Required task. Express the rows below as a Markdown table with the columns No. and Text, covering only the lines from the one containing "QA review pass — verify and re-annotate all instances of mule's" through the end of the rows. Number each line, and leave out blank lines.

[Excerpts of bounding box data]
-- START --

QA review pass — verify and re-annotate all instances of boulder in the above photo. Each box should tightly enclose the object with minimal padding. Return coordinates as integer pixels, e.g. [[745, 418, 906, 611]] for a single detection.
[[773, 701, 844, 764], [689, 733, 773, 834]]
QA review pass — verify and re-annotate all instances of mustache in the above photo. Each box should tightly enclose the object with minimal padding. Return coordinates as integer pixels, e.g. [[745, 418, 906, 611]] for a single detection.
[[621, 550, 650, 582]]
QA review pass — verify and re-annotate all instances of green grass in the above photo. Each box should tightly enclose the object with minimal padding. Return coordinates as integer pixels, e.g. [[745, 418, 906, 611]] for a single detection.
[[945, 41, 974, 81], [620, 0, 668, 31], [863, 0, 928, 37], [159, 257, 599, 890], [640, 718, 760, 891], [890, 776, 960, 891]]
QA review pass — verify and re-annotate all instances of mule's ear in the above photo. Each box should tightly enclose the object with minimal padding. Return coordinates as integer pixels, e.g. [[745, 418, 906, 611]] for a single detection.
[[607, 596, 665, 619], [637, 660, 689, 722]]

-- END --

Reply.
| No. | Text |
|---|---|
| 1 | QA review pass — verify and re-annotate all instances of mule's ear in the above photo. Each box should tightly enclose the object with minimal padding. Return coordinates as integer pixels, e.g. [[745, 418, 906, 611]] for a single detection. |
| 2 | [[607, 596, 665, 619], [637, 660, 689, 722]] |